[What the task asks]
If a line in the data holds "below", copy that line out in full.

(Source information)

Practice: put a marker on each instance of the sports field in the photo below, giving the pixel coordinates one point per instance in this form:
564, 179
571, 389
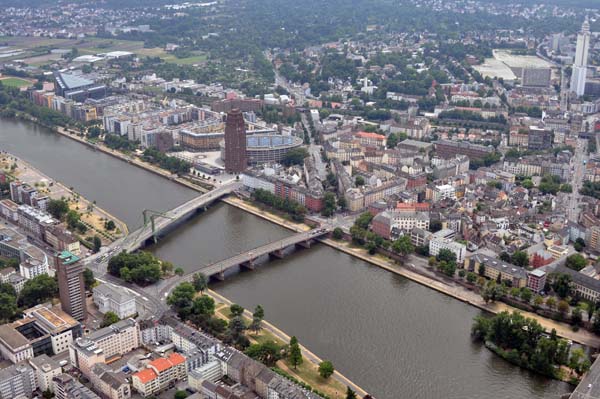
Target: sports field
15, 82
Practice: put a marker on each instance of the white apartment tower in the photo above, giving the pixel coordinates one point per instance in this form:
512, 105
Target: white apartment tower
578, 77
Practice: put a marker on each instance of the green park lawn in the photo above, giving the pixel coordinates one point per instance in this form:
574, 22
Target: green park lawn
15, 82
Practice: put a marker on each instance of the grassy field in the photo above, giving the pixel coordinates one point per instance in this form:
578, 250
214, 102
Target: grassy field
15, 82
35, 48
307, 371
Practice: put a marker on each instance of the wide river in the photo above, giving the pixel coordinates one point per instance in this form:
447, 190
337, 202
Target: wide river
391, 336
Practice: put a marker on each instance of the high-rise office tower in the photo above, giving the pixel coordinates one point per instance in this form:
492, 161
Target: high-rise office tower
235, 142
69, 271
579, 74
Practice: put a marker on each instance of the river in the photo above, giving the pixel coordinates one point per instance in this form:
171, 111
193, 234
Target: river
391, 336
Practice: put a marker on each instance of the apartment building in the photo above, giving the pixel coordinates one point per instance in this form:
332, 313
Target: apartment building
66, 387
108, 298
17, 381
45, 370
117, 339
441, 240
44, 329
110, 384
159, 373
385, 223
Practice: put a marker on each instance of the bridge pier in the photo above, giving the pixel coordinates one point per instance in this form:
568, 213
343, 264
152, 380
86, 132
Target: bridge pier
249, 265
304, 244
278, 253
219, 276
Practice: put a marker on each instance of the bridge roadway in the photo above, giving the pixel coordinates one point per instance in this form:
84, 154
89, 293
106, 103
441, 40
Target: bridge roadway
136, 239
246, 259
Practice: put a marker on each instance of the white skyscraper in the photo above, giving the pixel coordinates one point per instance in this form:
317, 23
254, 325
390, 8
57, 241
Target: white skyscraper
578, 76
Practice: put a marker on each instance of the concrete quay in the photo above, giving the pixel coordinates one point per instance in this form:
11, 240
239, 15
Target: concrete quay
456, 291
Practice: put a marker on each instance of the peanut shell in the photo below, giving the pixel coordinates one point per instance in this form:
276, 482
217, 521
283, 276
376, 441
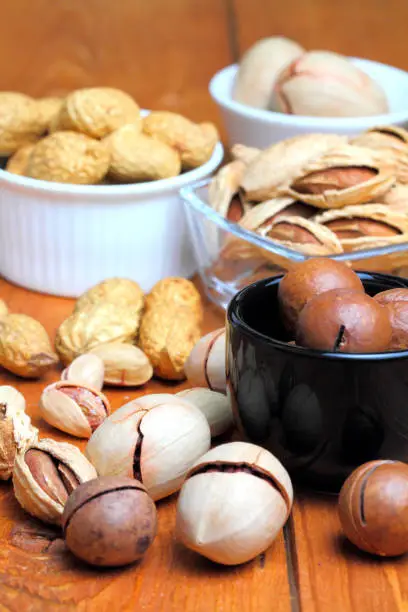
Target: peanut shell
68, 157
98, 111
138, 157
25, 347
93, 325
20, 122
18, 162
194, 142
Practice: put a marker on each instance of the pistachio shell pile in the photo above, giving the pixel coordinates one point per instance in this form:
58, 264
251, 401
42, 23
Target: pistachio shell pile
277, 74
98, 135
318, 194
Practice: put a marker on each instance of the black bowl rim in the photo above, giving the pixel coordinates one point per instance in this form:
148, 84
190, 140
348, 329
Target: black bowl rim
235, 319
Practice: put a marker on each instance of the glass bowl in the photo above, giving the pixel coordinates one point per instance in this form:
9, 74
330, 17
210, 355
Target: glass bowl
229, 257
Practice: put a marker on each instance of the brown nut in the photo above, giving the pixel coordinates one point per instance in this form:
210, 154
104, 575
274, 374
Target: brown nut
73, 408
346, 321
69, 157
98, 111
25, 347
373, 507
310, 278
45, 473
109, 521
17, 163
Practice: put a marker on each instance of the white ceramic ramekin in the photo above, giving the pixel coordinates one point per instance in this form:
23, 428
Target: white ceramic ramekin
260, 128
61, 239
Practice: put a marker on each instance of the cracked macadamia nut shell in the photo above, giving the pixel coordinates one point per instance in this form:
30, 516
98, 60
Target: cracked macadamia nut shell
310, 278
109, 521
344, 320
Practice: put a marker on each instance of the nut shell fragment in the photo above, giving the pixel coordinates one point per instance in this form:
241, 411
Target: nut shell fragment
69, 157
28, 491
25, 347
98, 111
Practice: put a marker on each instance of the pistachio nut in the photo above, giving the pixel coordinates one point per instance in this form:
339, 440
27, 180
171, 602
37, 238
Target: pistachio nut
16, 430
76, 409
216, 408
87, 369
270, 172
233, 503
154, 439
349, 175
205, 367
92, 325
303, 235
45, 473
125, 365
361, 226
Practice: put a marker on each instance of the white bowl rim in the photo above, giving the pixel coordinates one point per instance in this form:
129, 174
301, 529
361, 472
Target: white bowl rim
274, 117
107, 191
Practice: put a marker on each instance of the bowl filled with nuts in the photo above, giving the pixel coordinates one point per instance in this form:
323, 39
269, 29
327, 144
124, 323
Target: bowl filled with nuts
316, 195
279, 90
316, 368
90, 189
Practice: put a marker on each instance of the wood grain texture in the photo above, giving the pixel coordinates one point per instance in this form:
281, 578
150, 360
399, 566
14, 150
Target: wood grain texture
37, 573
163, 53
369, 28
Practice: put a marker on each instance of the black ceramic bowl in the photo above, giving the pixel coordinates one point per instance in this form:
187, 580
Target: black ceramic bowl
322, 414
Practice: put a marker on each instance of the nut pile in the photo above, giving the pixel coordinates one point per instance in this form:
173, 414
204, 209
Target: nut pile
324, 306
318, 194
278, 74
98, 136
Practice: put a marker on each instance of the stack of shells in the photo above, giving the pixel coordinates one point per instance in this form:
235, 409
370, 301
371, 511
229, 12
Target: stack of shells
318, 194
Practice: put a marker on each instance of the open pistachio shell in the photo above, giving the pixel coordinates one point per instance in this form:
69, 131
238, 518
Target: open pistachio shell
270, 172
264, 213
396, 198
342, 177
303, 235
359, 227
28, 491
224, 185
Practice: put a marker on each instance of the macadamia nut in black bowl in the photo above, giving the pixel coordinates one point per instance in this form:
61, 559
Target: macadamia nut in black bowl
321, 412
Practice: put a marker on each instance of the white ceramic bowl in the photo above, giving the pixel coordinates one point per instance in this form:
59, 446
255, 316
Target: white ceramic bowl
260, 128
62, 239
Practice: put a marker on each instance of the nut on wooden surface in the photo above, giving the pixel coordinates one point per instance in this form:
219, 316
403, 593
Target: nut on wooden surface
25, 347
233, 503
109, 521
373, 507
154, 439
69, 157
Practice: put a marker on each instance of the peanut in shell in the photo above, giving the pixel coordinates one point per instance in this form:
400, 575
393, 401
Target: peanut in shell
98, 111
68, 157
138, 157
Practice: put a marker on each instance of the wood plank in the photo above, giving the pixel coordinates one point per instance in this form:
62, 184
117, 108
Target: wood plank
369, 28
37, 573
334, 575
163, 53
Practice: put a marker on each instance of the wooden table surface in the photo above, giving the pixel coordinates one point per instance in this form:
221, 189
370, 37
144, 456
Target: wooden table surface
164, 52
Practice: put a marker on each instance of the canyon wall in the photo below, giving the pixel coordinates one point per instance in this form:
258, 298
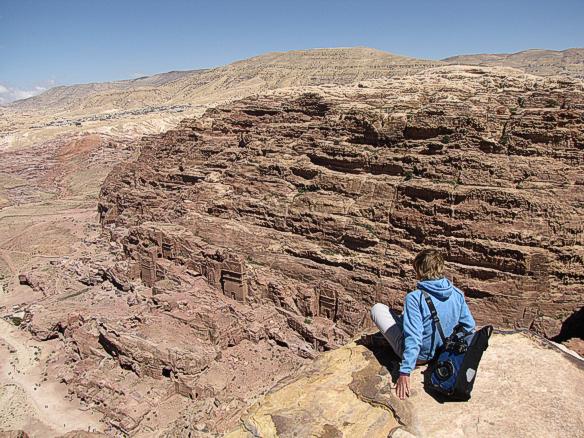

(End Source information)

[Result for this exercise]
Practice: put a marker on each instance of the sports field in the photo below, giving the pixel coordinates one point per instance in this form:
Practice: put a marker on each instance of the peanut shell in the photo below, giving the pixel coordinates one point per instance in this form:
Practice: put a marker on each instance of the canyon wall in the photo below, giving the pixel coordinates one point per instance in this form:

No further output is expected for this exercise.